(TEXT UNDER STUDY begins)

In later life however, I’ve been asked to appear on various television shows and I adore the hair and make-up before going on. I’ve become extremely partial to false eyelashes – always single, never strips. I appeared on Loose Women the day before the launch party for my book Picnic Papers and was desperate my wonderful false lashes would still be in place for the party. I think I hardly slept that night with trying not to dislodge them.

I’ve also only ever worn Chanel Number 5 scent. I don’t use it every day, only when I’m going out, but I always think I have a better time when I’m wearing it. Marilyn Monroe famously said when asked in an interview for Life magazine what she wore at night: ‘I just wear Chanel Number 5.’ I’d love to be that glamorous but I’m very fond of my cosy nightie in bed.

Boarding School

I was sent to Downham School in Essex to board aged eleven. I was incredibly homesick and rather resentful as my parents had only returned from Egypt the year before, so I didn’t want to have to leave them again, but off I was sent with my leather trunk. The school was run by Mrs Crawford who lived with the under-mistress Miss Graham; it seems obvious to me now that they were partners, but I think at the time no one realised it. There were dreadful double standards then. I remember when Radclyffe Hall’s book The Well of Loneliness was found in the library there was a terrific row, lesbianism was simply not allowed or acknowledged. If a girl was caught under the covers with another girl she was given a warning and if caught twice she would be expelled. So if you went to comfort someone who was homesick and crying in the dorm you had to make sure you stayed on top of the covers if you gave her a hug.

People often ask how you survive boarding school, and I think it’s all about the friends you make there. Somehow being thrown together with all these other girls, who are also homesick, created a real bond and many of the friends I made at school were friends for life. But I think to send off small children, aged seven or eight, really isn’t on and I was very pleased when the Princess of Wales decided to send George to a day school. It’s too young to be torn away from your parents. I think I was forced to grow up too early when my parents left me aged seven to go to Cairo, and the same thing applies to boarding school at that age. My daughter sent her children to a day school, and it was only when they asked to board aged thirteen that they went away, at that point they loved it. However, boarding school is now so incredibly expensive, I think it’s only an option available to the very few.

Careers

I do worry sometimes that everybody these days thinks that they need to go to university. Of course, it’s brilliant for some people but even if you have been to university there aren’t always jobs afterwards and some people aren’t suited to it. My grandson Euan was very clever and went to university, but he really did not enjoy it and his mother very sensibly said, ‘You’re very good with numbers and physics why don’t you train as an electrician?’ So he did and it’s been a huge success, he’s a first-rate electrician and very well paid. We need skilled plumbers, carpenters and electricians and I really do think more young people, girls and boys, might find that sort of work suits them better rather than pushing themselves through a degree which might not even lead to a job at the end of it all.

(TEXT UNDER STUDY ends)
(SUPPLIED DATA begins)

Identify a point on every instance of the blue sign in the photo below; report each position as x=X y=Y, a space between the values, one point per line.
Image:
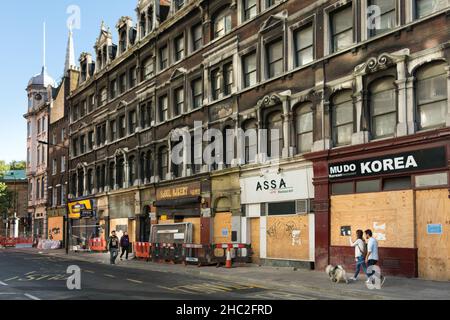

(SUPPLIED DATA ends)

TASK DESCRIPTION ::
Transcribe the passage above, beginning at the words "In later life" and stopping after "nightie in bed.". The data above come from a separate source, unrelated to the passage.

ANSWER FOR THE TASK ::
In later life however, I’ve been asked to appear on various television shows and I adore the hair and make-up before going on. I’ve become extremely partial to false eyelashes – always single, never strips. I appeared on Loose Women the day before the launch party for my book Picnic Papers and was desperate my wonderful false lashes would still be in place for the party. I think I hardly slept that night with trying not to dislodge them.

I’ve also only ever worn Chanel Number 5 scent. I don’t use it every day, only when I’m going out, but I always think I have a better time when I’m wearing it. Marilyn Monroe famously said when asked in an interview for Life magazine what she wore at night: ‘I just wear Chanel Number 5.’ I’d love to be that glamorous but I’m very fond of my cosy nightie in bed.